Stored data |
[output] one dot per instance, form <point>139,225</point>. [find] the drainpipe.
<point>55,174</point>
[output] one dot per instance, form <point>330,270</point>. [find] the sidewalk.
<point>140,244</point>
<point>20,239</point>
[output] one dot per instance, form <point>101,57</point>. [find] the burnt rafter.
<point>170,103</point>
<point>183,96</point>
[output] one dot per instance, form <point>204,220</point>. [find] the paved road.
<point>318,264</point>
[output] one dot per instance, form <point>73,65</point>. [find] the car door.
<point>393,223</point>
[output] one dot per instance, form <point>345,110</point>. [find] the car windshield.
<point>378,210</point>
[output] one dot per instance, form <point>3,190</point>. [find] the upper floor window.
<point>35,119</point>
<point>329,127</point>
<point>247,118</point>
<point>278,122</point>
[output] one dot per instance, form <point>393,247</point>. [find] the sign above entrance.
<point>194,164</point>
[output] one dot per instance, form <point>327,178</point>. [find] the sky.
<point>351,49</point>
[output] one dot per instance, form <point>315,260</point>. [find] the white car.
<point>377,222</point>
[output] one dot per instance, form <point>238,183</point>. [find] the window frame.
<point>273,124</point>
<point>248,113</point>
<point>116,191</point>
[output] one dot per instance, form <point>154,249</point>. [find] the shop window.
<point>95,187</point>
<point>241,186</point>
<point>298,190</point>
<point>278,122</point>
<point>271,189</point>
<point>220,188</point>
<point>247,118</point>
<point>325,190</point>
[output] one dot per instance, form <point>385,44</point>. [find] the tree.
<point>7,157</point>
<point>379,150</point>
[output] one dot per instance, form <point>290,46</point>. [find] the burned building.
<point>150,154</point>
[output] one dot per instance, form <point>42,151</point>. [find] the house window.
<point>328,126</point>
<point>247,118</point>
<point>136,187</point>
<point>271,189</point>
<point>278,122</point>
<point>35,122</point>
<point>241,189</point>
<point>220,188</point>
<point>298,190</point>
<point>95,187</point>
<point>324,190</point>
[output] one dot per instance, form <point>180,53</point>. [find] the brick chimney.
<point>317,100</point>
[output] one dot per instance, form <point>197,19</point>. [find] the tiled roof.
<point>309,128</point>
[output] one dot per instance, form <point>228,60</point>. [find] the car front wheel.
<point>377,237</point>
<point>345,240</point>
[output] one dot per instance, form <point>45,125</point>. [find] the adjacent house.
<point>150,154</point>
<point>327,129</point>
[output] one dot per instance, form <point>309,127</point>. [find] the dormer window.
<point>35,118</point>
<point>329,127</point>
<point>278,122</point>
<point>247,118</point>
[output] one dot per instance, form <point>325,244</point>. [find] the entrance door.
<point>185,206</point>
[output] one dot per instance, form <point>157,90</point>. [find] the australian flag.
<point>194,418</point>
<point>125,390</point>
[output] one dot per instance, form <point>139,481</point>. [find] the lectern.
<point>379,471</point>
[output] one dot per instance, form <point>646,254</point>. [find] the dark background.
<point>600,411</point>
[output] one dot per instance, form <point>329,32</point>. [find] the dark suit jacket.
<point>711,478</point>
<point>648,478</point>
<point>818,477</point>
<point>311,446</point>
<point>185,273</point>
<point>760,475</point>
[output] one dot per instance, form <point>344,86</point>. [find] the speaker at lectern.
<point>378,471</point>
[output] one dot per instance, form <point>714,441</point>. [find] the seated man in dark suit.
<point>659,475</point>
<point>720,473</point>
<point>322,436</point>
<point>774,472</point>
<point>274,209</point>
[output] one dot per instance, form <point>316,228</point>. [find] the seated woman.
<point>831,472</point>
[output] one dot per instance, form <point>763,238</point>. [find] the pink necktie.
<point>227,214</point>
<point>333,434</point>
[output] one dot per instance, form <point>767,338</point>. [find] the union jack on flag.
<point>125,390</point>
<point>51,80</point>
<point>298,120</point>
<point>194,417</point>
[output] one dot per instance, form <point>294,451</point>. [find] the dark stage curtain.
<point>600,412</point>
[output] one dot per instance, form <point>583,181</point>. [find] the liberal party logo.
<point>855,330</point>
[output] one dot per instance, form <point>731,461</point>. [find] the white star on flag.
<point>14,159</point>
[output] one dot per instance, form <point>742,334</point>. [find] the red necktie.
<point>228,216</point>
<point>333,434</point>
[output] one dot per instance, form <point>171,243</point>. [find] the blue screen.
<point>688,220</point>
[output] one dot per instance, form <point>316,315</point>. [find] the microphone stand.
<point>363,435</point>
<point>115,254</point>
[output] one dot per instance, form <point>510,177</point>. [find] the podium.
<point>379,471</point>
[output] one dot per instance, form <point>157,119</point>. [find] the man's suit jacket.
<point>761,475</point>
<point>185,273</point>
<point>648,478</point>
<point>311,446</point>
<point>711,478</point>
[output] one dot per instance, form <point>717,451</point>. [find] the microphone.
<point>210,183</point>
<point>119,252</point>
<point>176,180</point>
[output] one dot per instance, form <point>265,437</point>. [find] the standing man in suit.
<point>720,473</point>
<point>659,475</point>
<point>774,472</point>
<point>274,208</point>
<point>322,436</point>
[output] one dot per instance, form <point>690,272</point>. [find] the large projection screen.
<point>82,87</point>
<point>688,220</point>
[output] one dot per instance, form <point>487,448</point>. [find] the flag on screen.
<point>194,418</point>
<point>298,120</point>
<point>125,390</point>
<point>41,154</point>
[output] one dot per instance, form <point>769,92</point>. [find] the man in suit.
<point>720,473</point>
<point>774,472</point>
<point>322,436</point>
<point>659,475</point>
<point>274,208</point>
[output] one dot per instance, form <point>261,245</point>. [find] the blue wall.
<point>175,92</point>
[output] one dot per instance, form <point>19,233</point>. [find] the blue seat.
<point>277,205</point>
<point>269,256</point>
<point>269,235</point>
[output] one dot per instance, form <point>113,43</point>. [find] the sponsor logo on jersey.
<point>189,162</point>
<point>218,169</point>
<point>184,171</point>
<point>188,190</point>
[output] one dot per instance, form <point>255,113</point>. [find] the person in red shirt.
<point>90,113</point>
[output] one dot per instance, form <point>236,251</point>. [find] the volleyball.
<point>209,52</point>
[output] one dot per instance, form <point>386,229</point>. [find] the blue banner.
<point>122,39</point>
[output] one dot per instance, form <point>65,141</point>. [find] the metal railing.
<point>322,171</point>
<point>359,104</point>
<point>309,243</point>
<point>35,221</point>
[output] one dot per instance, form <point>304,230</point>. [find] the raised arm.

Goal of the exercise | Output the data once more, exactly as it appears above.

Solution to the exercise |
[output] one dot per instance, form <point>139,225</point>. [find] the drainpipe.
<point>55,174</point>
[output] one dot per instance, form <point>330,270</point>. [find] the sidewalk.
<point>140,244</point>
<point>20,239</point>
[output] one dot per instance, form <point>101,57</point>. [find] the burnt rafter.
<point>170,103</point>
<point>183,96</point>
[output] one dot per instance, form <point>204,220</point>. [find] the paved road.
<point>318,264</point>
[output] one dot per instance, form <point>73,65</point>. [find] the car door.
<point>393,223</point>
[output] one dot per instance, form <point>345,110</point>. [find] the car windshield.
<point>378,210</point>
[output] one dot per instance, form <point>3,190</point>. [find] the upper floor window.
<point>35,119</point>
<point>329,127</point>
<point>247,118</point>
<point>278,122</point>
[output] one dot per instance, form <point>393,247</point>. [find] the sign above entrance.
<point>194,164</point>
[output] one dot per instance, form <point>327,178</point>. [find] the sky.
<point>351,49</point>
[output] one dot per instance, form <point>315,260</point>. [find] the white car.
<point>377,222</point>
[output] one dot per instance, form <point>238,183</point>. [find] the window frame.
<point>273,124</point>
<point>248,113</point>
<point>116,191</point>
[output] one dot per instance, form <point>154,249</point>. [find] the shop window.
<point>95,187</point>
<point>241,186</point>
<point>298,190</point>
<point>278,122</point>
<point>271,189</point>
<point>220,188</point>
<point>247,118</point>
<point>325,190</point>
[output] one dot per instance, form <point>385,44</point>. [find] the tree.
<point>7,157</point>
<point>379,150</point>
[output] one dot per instance, form <point>290,46</point>. [find] the burned building.
<point>150,154</point>
[output] one dot per instance, form <point>42,151</point>. [find] the house window.
<point>328,126</point>
<point>247,118</point>
<point>136,187</point>
<point>271,189</point>
<point>278,122</point>
<point>35,122</point>
<point>241,189</point>
<point>220,188</point>
<point>298,190</point>
<point>95,187</point>
<point>324,190</point>
[output] one dot per instance, form <point>180,53</point>. [find] the brick chimney.
<point>317,100</point>
[output] one dot per instance, form <point>197,19</point>. [find] the tiled roof.
<point>309,128</point>
[output] one dot per instance, form <point>228,60</point>. [find] the car front wheel.
<point>377,237</point>
<point>345,240</point>
[output] one dot per instance, form <point>45,125</point>. [find] the adjacent house.
<point>150,154</point>
<point>327,129</point>
[output] one dot per instance, form <point>309,127</point>. [find] the dormer window.
<point>35,118</point>
<point>329,127</point>
<point>278,122</point>
<point>247,118</point>
[output] one dot per instance, form <point>325,244</point>. [find] the entrance door.
<point>185,206</point>
[output] one dot per instance, form <point>157,90</point>. [find] the australian flag.
<point>194,418</point>
<point>125,390</point>
[output] one dot per instance, form <point>139,481</point>. [find] the lectern.
<point>379,471</point>
[output] one dot per instance, form <point>646,254</point>. [find] the dark background.
<point>600,411</point>
[output] one dot per instance, form <point>329,32</point>. [find] the dark suit jacket.
<point>711,478</point>
<point>648,478</point>
<point>818,477</point>
<point>311,446</point>
<point>185,273</point>
<point>760,475</point>
[output] one dot per instance, form <point>344,86</point>. [find] the speaker at lectern.
<point>378,471</point>
[output] one dot per instance, form <point>714,441</point>. [find] the seated man in dark suit.
<point>659,475</point>
<point>720,473</point>
<point>322,436</point>
<point>774,472</point>
<point>274,209</point>
[output] one dot per instance, form <point>316,228</point>. [find] the seated woman.
<point>831,472</point>
[output] one dot per instance, form <point>763,238</point>. [find] the pink necktie.
<point>227,214</point>
<point>333,434</point>
[output] one dot per instance, form <point>767,338</point>. [find] the union jack on flag.
<point>125,390</point>
<point>51,80</point>
<point>298,120</point>
<point>194,417</point>
[output] one dot per instance, form <point>294,451</point>. [find] the dark stage curtain.
<point>600,412</point>
[output] one dot per instance, form <point>583,181</point>. [find] the liberal party logo.
<point>855,330</point>
[output] one dot per instance, form <point>731,461</point>. [find] the white star on flag.
<point>14,159</point>
[output] one dot per instance, form <point>742,334</point>. [find] the red necktie.
<point>228,216</point>
<point>333,434</point>
[output] one dot per instance, form <point>171,243</point>. [find] the blue screen.
<point>688,220</point>
[output] one dot per instance, form <point>316,315</point>. [find] the microphone stand.
<point>363,435</point>
<point>115,254</point>
[output] one dot per instance, form <point>510,177</point>. [find] the podium.
<point>379,471</point>
[output] one dot per instance, form <point>157,119</point>. [find] the man's suit jacket.
<point>761,475</point>
<point>185,273</point>
<point>648,478</point>
<point>311,446</point>
<point>711,478</point>
[output] one dot per instance, form <point>717,451</point>. [find] the microphone.
<point>210,183</point>
<point>119,252</point>
<point>176,180</point>
[output] one dot per instance, form <point>265,437</point>. [find] the standing man in suit.
<point>720,473</point>
<point>659,475</point>
<point>774,472</point>
<point>274,208</point>
<point>322,436</point>
[output] one dot per instance, form <point>690,272</point>. [find] the large projection screen.
<point>82,87</point>
<point>688,220</point>
[output] one dot per instance, form <point>487,448</point>. [find] the flag on screen.
<point>194,418</point>
<point>298,120</point>
<point>125,390</point>
<point>41,154</point>
[output] one dot per instance, form <point>769,92</point>. [find] the man in suit.
<point>720,473</point>
<point>774,472</point>
<point>322,436</point>
<point>659,475</point>
<point>274,208</point>
[output] one dot per instance, form <point>261,245</point>. [find] the blue wall.
<point>175,92</point>
[output] one dot per instance, form <point>19,233</point>. [find] the blue seat.
<point>277,205</point>
<point>269,256</point>
<point>269,235</point>
[output] one dot per instance, form <point>113,43</point>. [find] the sponsor logo on jersey.
<point>189,162</point>
<point>218,169</point>
<point>184,171</point>
<point>188,190</point>
[output] one dot per instance, form <point>255,113</point>. [find] the person in red shirt.
<point>90,113</point>
[output] one dot per instance, form <point>236,251</point>. [find] the volleyball.
<point>209,52</point>
[output] one dot per instance, form <point>386,229</point>. [find] the blue banner.
<point>122,39</point>
[output] one dot per instance, form <point>65,141</point>. [find] the metal railing.
<point>322,171</point>
<point>359,104</point>
<point>309,243</point>
<point>35,221</point>
[output] one dot per instance, form <point>304,230</point>. [find] the raised arm.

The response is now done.